_The request_
Copy every one of the records below word for word, omitting the pictures.
-- Start Task data --
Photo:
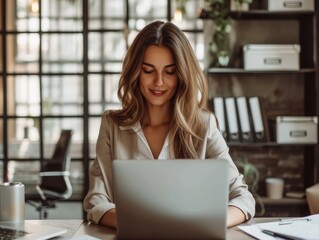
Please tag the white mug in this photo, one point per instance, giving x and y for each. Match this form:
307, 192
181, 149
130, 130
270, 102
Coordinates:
12, 202
274, 188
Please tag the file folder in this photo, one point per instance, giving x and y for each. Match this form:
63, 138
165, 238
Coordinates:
232, 120
244, 120
260, 123
219, 110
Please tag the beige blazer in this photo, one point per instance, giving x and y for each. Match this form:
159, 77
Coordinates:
117, 142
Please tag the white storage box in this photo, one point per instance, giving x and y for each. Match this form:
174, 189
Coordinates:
297, 129
291, 5
271, 57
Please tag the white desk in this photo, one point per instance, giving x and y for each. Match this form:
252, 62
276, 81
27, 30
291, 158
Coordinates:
78, 228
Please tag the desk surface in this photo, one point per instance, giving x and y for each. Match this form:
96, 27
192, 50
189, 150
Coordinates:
78, 228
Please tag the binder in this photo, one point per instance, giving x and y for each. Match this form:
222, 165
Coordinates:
219, 110
245, 123
260, 124
232, 119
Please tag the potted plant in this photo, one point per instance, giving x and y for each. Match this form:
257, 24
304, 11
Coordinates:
219, 46
219, 12
240, 5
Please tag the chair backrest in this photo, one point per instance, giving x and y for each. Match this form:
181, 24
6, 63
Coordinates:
60, 160
55, 171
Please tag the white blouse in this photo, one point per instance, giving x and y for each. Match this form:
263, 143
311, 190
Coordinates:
144, 150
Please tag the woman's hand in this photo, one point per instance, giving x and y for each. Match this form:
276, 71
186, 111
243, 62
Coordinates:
109, 219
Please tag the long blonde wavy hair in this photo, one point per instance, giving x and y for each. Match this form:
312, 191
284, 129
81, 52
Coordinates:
190, 99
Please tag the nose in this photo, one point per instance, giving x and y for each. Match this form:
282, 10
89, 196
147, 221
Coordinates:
158, 79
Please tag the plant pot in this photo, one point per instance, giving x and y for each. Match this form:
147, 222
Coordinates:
236, 6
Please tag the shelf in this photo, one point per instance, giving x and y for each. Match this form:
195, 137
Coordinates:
243, 71
262, 14
265, 14
267, 144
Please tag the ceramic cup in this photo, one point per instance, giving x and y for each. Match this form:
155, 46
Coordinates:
11, 202
274, 188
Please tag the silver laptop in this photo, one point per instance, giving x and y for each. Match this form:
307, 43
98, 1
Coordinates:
171, 199
29, 231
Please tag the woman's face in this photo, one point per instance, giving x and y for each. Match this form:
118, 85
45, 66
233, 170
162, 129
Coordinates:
158, 77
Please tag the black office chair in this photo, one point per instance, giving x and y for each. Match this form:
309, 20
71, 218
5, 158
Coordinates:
55, 184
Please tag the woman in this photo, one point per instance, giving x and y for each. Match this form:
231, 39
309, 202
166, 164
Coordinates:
164, 115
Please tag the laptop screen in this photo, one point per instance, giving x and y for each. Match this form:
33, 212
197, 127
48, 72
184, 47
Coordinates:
171, 199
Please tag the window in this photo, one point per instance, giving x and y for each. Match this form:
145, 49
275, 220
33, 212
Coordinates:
60, 66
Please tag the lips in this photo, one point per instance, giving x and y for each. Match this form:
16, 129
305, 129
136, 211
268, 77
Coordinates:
157, 92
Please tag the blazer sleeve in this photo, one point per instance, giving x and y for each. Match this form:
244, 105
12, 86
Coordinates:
99, 198
216, 147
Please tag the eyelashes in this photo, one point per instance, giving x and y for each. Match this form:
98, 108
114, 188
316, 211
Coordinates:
168, 72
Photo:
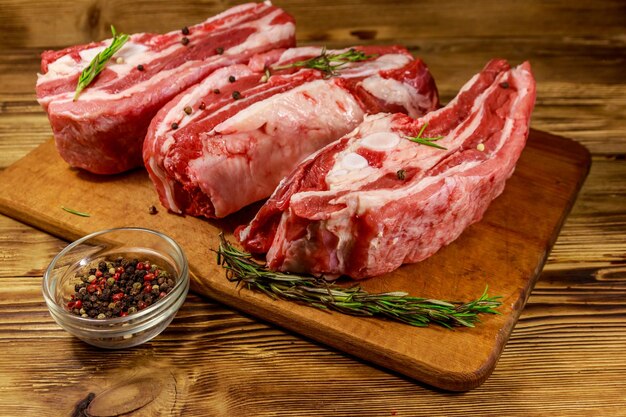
-- End Task data --
_Written response_
Photo:
Please tag the white mug in this photo, one point per instance, giving x and y for each. Match this form:
307, 192
181, 149
130, 130
270, 102
Coordinates:
12, 202
274, 188
Please tag the file folder in this photo, one point per instance, giving x and y for each. Match this form:
63, 138
165, 238
Coordinates:
232, 120
244, 120
260, 123
219, 110
Please tag the beige blazer in this photo, one point per instance, giving x and y for each. Match this form:
159, 77
Coordinates:
117, 142
Please tag the white storage box in this photo, one point per instance, giving x and y for each. Match this form:
174, 189
Coordinates:
297, 129
291, 5
271, 57
Please tag the white desk in this photo, one point per instance, giving x and y for each. Match this form:
252, 62
276, 81
27, 30
291, 158
Coordinates:
78, 228
Please tag the desk surface in this photo, one point per instance, giving x and y for each. Match this form:
96, 27
192, 50
189, 150
Coordinates:
78, 228
Please tag the binder in this photo, one point per instance, giving x and y for each. Match this form:
222, 165
Coordinates:
219, 110
245, 123
260, 124
232, 119
Please tag the potted plant in this photo, one point per instance, giving x and y for each. Match this form:
257, 24
304, 11
Coordinates:
219, 46
219, 12
240, 5
Please tag the chair backrest in this photo, one point per instance, giving x and y for each. Match this form:
181, 24
6, 63
Coordinates:
60, 160
55, 171
Please tag the white blouse in this photo, one point per instance, giving x and y for each. Match this form:
263, 143
311, 190
Coordinates:
144, 150
Please tag the woman's hand in this photo, one point per instance, giving x and y for each. Match this form:
276, 71
186, 111
243, 62
Coordinates:
109, 219
Please tag the long blonde wavy hair in this photo, one point per instance, giving x and y for each. Match this form:
312, 191
284, 129
81, 52
Coordinates:
190, 99
Please tag the nose in this photo, one point per instance, giving x and y for each. Match this form:
282, 10
89, 196
147, 221
Coordinates:
158, 79
Please tag the plant pot in this photo, one point per instance, giving x and y for each. Match this form:
147, 222
Coordinates:
236, 6
Please tag the shelf in this photo, one point per instance, giving x and y for each. Match this form:
195, 137
Coordinates:
243, 71
262, 14
265, 14
267, 144
Please tag the ceramic cup in this photo, one point per instance, giving x and y for each. Match this form:
155, 46
Coordinates:
11, 202
274, 188
Please tag the silver laptop in this photo, one point per instance, giving x and y for each. Match this form:
307, 43
98, 1
Coordinates:
171, 199
29, 231
Please tag the woman's face in this photo, one point per instance, giving x and y for each. Match this form:
118, 85
45, 66
233, 170
162, 129
Coordinates:
158, 77
Please tag the black office chair in this photo, one point per instance, giving x and y for each. Match this form:
309, 20
71, 218
5, 158
Coordinates:
55, 184
Please tag the woman in this photo, one point per instance, giving x and y for each. Match this form:
231, 39
309, 202
166, 164
Coordinates:
164, 115
Please tag the laptop screen in this photo, one point per instance, giving x and y for each. Match this form:
33, 212
197, 127
48, 72
184, 47
Coordinates:
171, 199
Please tag the window in this photo, one point per instance, giving x and y for each. Match this form:
145, 49
275, 220
33, 212
Coordinates:
60, 66
Please tag the lips in this photo, one point per instance, giving x and y for each. Match this form:
16, 129
305, 129
136, 211
268, 77
Coordinates:
157, 92
Please tag the blazer sleeve in this photo, one point per instance, giving x and y for each. Match this form:
244, 105
12, 86
Coordinates:
99, 198
216, 147
Please tag the eyelashes in this photo, one point per instance, giving x and y for each. Match this form:
98, 108
114, 188
316, 211
Coordinates:
168, 72
Photo:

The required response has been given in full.